FRAGMENTO:
==============================

Ética y política: ¿realidades incompatibles?
lA secuencia de escándalos de corrupción, nepotismo y conductas desviadas de un cierto patrón ético de conducta en el ámbito de los asuntos públicos constituye una pesada losa para la política y para quienes la ejercen. Solo desde una regeneración anclada en valores que resulte creíble y sostenida en el tiempo podrá recuperarse el prestigio perdido del mundo de la política. Existen instrumentos legales para frenar esta secuencia de escándalos. Lo que es necesario es materializar tales previsiones, ejercer una presión interna desde cada formación política para ser intransigentes ante conductas que desvirtúan la esencia de la política y que provocan malestar e indignación en la ciudadanía.
En un contexto de acentuado desapego social frente a la clase política este tipo de escándalos contribuyen, además, a exacerbar reacciones populistas y demagógicas. Una de ellas consiste en generalizar el discurso de que toda la clase política se corrompe y que todos los partidos reaccionan del mismo modo ante escándalos de corrupción. Para la credibilidad de aquellos dirigentes políticos que no miran hacia a otro lado o que no contemporizan ante escándalos de tal magnitud es necesario, más que nunca, trasladar a la ciudadanía un mensaje de confianza y de firmeza, dejando a la justicia que actúe y clarifique eventuales responsabilidades.

==============================

TAREAS POR HACER:
A. En el texto sobre ética y política, ¿qué tipo de reacciones contribuyen a exacerbar los escándalos en un contexto de desapego social?
B. Reproduce tal cual el fragmento del texto sobre ética y política que va de "Ética y política: ¿realidades" a "en la ciudadanía.".
C. Escribe la continuación del texto sobre ética y política a partir de su última frase.
Los registros no son necesarios.

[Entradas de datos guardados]
==============================

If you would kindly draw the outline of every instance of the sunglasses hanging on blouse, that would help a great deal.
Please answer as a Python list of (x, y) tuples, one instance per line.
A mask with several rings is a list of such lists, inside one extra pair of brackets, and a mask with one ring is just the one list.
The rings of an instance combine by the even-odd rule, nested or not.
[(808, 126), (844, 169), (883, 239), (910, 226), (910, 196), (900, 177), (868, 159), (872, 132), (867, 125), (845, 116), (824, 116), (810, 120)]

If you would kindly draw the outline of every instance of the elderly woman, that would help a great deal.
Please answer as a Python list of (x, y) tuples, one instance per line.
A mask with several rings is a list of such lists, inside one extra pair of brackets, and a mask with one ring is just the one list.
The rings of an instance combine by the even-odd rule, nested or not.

==============================

RESPUESTAS A TAREAS:
A. Reacciones populistas y demagógicas.

B.
Ética y política: ¿realidades incompatibles?
lA secuencia de escándalos de corrupción, nepotismo y conductas desviadas de un cierto patrón ético de conducta en el ámbito de los asuntos públicos constituye una pesada losa para la política y para quienes la ejercen. Solo desde una regeneración anclada en valores que resulte creíble y sostenida en el tiempo podrá recuperarse el prestigio perdido del mundo de la política. Existen instrumentos legales para frenar esta secuencia de escándalos. Lo que es necesario es materializar tales previsiones, ejercer una presión interna desde cada formación política para ser intransigentes ante conductas que desvirtúan la esencia de la política y que provocan malestar e indignación en la ciudadanía.

C.
Ojalá este fortalecimiento de un creciente compromiso cívico en defensa de lo público sirva para regenerar el clima de la política y rescatar la confianza de los ciudadanos en su clase dirigente, porque la sensación de corrupción generalizada ha conducido a que la ciudadanía eleve los criterios de valoración de conductas y comportamientos valorados como aceptables en el ejercicio de la política desde un punto de vista ético, llegando a veces injustamente a niveles casi inquisitoriales en esta inercia social orientada hacia la estigmatización de toda la clase política.
¿Han aumentado los casos de corrupción o es que afortunadamente se investiga y se denuncia más y mejor? ¿La percepción social es la misma ante tales conductas que hace años? Es claro que no, porque en realidad la crisis económica ha modificado nuestra percepción de esta dimensión pública, de forma que conductas que antes pasaban inadvertidas o incluso eran toleradas se han convertido ahora en algo insoportable y en una fuente de indignación para la ciudadanía. Los ecos de esta crisis económica se extienden a la dimensión política con un profundo desgaste de las instituciones políticas a cuyo descrédito contribuye sin duda la secuencia de casos y escándalos conocidos.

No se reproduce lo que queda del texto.